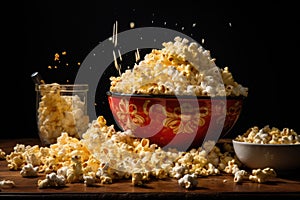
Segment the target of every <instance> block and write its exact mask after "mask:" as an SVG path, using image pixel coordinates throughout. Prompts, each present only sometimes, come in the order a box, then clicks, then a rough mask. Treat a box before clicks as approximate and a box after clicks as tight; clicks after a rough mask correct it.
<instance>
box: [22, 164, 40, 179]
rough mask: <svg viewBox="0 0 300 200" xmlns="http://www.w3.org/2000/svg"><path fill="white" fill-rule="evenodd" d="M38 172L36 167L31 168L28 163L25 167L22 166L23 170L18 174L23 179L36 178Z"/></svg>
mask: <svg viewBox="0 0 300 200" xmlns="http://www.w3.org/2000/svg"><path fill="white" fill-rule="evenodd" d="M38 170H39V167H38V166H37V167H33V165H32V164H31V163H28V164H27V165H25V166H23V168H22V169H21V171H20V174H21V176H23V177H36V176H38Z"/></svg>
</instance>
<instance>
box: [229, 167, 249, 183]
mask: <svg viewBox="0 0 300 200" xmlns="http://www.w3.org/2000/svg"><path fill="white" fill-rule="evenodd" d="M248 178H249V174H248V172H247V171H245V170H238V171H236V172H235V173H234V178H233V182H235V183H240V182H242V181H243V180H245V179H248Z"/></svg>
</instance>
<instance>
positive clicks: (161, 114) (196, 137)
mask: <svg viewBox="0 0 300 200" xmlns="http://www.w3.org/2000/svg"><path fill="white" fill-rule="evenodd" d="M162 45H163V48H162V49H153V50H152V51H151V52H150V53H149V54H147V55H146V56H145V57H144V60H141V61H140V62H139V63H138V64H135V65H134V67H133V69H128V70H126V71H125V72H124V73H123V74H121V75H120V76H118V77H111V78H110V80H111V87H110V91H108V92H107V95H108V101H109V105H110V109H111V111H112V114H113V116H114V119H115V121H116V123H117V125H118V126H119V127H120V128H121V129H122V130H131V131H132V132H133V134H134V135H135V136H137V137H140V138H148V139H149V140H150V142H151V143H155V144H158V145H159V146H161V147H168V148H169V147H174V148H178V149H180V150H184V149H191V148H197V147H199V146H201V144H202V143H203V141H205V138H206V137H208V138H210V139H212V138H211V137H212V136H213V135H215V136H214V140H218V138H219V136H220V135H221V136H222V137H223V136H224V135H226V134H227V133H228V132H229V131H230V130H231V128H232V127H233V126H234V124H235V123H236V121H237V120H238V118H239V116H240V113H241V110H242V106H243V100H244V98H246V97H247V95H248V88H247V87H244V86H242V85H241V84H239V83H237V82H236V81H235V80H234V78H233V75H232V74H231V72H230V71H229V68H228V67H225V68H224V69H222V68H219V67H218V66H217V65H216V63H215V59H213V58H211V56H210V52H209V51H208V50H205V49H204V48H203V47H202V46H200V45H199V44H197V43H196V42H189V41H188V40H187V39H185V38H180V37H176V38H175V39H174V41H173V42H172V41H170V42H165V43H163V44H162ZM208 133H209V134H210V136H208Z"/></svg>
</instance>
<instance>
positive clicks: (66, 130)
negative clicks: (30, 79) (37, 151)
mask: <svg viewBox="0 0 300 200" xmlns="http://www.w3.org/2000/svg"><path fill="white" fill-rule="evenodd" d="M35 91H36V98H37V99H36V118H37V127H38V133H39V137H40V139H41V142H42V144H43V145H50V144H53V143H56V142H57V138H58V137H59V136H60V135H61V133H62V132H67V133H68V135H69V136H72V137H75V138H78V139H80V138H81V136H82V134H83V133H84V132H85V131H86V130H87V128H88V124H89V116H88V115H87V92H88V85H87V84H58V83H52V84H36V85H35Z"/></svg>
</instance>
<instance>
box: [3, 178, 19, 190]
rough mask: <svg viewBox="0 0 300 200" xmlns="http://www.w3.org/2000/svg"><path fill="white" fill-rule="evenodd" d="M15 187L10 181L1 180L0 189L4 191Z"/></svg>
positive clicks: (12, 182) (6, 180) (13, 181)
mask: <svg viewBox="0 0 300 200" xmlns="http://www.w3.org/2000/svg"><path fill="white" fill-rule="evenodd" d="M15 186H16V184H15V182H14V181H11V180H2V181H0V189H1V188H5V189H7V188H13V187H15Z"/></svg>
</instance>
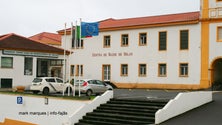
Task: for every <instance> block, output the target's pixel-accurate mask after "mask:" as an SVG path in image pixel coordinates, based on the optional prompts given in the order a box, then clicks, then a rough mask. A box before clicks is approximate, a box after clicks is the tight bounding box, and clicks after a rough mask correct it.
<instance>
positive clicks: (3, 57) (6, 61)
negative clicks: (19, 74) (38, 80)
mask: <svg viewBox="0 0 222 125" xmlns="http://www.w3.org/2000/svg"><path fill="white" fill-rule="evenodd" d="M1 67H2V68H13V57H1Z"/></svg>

____

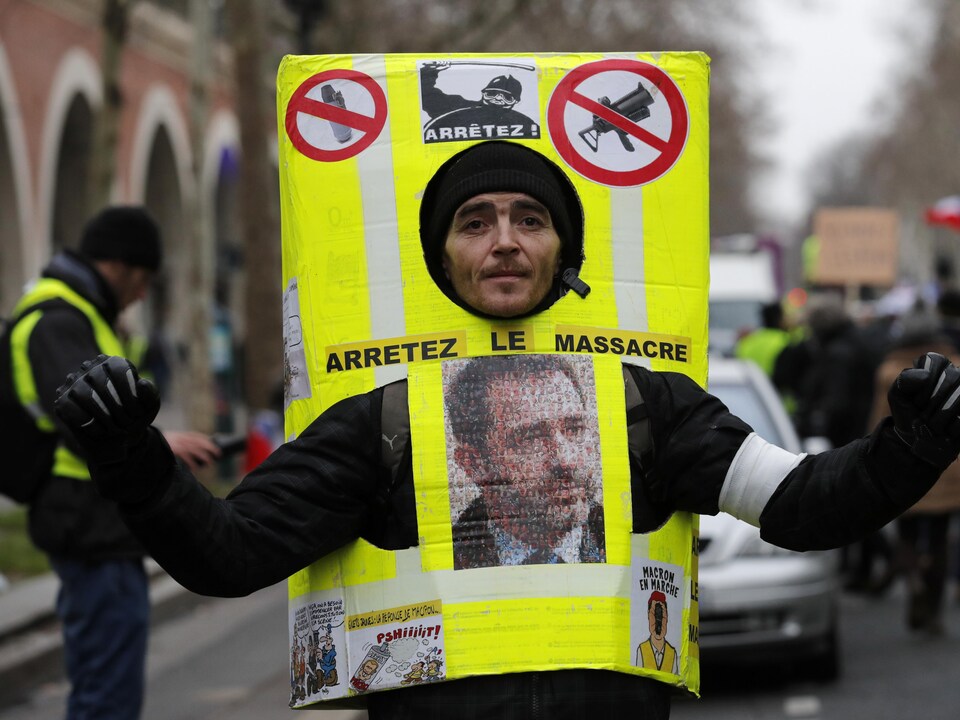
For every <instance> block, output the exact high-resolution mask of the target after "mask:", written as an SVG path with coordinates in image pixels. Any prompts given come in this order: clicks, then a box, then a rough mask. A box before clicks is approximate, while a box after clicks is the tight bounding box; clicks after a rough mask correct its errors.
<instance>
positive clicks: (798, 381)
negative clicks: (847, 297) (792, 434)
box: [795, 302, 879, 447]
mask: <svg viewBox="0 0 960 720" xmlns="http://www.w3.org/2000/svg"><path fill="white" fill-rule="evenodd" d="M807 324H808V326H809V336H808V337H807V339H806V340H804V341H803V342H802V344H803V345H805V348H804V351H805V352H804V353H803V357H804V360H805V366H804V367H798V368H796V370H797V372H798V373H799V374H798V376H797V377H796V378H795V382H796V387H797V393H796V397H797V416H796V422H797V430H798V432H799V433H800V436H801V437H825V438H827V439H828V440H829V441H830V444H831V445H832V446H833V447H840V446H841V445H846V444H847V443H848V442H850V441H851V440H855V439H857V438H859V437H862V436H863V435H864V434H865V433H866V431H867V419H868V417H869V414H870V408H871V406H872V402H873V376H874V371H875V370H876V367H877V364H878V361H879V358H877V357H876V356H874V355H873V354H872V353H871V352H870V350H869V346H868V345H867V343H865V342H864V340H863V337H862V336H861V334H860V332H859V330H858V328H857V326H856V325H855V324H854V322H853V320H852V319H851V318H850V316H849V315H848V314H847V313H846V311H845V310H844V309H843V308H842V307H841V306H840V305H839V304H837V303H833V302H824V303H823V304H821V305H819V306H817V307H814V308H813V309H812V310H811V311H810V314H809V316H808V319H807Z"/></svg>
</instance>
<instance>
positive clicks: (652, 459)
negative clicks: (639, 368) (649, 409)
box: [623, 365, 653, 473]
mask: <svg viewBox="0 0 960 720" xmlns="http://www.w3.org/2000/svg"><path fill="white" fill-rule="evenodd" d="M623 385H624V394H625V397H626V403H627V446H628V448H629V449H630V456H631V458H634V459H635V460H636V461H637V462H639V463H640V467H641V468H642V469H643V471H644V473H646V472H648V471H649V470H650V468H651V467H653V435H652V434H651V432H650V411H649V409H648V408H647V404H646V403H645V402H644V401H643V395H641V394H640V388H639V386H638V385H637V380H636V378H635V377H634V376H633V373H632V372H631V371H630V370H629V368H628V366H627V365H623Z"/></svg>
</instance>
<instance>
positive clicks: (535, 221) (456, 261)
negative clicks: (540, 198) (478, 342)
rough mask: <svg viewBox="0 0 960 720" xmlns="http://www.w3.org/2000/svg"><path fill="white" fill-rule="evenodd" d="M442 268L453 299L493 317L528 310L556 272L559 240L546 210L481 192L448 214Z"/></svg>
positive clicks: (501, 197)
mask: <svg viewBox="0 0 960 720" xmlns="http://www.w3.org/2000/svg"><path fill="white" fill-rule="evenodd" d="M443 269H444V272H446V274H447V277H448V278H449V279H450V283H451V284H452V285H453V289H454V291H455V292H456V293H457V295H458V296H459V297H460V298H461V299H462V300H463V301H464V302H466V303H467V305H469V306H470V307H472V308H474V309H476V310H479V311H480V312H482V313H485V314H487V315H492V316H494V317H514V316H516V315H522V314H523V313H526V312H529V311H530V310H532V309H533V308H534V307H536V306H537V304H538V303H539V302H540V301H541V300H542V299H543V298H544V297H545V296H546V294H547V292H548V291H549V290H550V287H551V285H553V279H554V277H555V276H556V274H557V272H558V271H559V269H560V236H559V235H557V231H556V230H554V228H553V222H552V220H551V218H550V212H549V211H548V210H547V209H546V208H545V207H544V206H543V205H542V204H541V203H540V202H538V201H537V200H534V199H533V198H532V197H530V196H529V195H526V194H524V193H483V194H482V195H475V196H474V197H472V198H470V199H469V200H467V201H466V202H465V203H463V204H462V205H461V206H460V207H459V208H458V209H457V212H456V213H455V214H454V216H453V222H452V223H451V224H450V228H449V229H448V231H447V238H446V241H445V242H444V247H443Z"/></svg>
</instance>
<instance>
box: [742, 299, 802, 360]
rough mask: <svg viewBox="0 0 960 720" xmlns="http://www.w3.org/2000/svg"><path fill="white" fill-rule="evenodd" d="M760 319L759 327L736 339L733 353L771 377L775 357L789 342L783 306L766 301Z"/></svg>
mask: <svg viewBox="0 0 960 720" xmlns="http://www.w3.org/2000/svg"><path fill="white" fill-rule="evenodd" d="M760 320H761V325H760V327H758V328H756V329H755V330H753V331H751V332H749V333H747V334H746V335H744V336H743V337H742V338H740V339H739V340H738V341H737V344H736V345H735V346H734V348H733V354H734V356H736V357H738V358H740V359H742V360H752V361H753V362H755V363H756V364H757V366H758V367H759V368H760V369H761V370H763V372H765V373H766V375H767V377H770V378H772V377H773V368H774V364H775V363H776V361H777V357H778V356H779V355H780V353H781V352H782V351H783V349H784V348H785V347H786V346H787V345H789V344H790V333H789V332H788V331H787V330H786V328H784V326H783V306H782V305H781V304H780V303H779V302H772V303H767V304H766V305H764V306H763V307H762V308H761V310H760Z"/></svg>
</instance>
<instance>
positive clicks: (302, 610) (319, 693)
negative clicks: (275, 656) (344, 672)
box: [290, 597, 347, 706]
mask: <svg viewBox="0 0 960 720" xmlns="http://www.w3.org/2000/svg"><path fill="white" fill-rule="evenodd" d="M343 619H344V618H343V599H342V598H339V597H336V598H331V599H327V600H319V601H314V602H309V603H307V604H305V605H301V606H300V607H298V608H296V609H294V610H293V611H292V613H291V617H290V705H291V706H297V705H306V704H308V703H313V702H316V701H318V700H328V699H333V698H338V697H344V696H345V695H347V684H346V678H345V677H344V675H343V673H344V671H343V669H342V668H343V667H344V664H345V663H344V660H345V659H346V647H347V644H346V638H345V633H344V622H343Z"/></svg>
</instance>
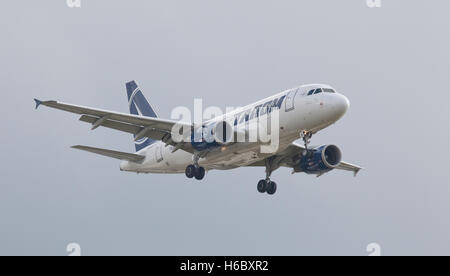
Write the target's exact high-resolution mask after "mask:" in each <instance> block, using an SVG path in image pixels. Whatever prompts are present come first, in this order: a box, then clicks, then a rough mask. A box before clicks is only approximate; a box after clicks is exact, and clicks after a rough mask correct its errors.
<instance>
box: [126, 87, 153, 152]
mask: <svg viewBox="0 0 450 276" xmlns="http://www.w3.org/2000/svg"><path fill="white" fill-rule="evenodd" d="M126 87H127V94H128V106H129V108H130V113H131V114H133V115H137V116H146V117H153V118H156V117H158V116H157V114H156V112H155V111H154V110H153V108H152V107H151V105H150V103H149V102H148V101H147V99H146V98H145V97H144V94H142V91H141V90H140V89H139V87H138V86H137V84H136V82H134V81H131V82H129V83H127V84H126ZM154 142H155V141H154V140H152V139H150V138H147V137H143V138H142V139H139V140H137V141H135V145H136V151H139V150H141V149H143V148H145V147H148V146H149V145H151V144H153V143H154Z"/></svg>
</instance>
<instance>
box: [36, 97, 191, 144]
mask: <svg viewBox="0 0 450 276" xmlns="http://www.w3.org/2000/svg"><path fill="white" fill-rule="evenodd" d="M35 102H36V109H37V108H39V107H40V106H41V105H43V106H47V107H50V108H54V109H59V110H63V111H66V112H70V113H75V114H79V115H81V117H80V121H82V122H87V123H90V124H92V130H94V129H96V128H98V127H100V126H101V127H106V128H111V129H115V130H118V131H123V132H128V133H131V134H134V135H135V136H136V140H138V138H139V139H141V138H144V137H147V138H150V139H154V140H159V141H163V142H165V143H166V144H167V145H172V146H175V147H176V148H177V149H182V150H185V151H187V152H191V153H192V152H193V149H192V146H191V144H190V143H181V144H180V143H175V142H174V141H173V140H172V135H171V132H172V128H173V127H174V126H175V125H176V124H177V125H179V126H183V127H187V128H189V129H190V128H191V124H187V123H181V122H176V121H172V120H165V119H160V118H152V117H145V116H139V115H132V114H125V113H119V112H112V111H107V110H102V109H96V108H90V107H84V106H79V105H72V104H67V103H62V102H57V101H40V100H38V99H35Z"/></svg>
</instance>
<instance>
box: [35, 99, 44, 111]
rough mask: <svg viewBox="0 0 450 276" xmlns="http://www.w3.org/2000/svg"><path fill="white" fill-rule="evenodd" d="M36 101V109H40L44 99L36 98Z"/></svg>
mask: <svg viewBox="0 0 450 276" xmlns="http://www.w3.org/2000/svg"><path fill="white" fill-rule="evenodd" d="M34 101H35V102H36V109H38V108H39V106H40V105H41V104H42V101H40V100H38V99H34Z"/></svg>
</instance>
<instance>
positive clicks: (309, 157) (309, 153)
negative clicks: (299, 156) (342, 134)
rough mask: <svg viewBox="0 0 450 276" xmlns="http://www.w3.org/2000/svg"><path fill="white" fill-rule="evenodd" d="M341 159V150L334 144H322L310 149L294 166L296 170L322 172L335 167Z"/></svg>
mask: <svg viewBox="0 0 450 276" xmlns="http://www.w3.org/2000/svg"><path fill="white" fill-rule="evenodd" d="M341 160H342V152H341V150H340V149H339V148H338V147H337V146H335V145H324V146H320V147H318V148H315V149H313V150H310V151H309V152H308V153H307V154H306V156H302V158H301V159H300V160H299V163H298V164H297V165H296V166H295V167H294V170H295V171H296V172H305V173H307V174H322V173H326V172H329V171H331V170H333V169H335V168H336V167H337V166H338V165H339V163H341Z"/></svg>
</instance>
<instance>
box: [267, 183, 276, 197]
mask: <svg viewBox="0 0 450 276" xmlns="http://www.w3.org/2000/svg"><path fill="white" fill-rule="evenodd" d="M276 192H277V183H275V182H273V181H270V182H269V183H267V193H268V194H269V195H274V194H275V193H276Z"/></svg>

____

_ACTIVITY_. Check each line of the listing above for the string "resolution" and return those that contain it.

_REPLY_.
For every <instance> block, output the exact high-resolution mask of the target after "mask:", written as an SVG path with coordinates in image pixels. Any prompts given come in this order: clicks, then a box, then a rough mask. A box before clicks is approximate, while a box after clicks is the tight bounding box; clicks after a rough mask correct its errors.
Write the target's exact high-resolution mask after "mask:" in each <instance> block, using an SVG path in image pixels. Whatever prompts are present come first, in this order: a box, then clicks, then a rough mask. A box before clicks is only approximate; a box after clicks is exact, and clicks after a rough mask correct its errors.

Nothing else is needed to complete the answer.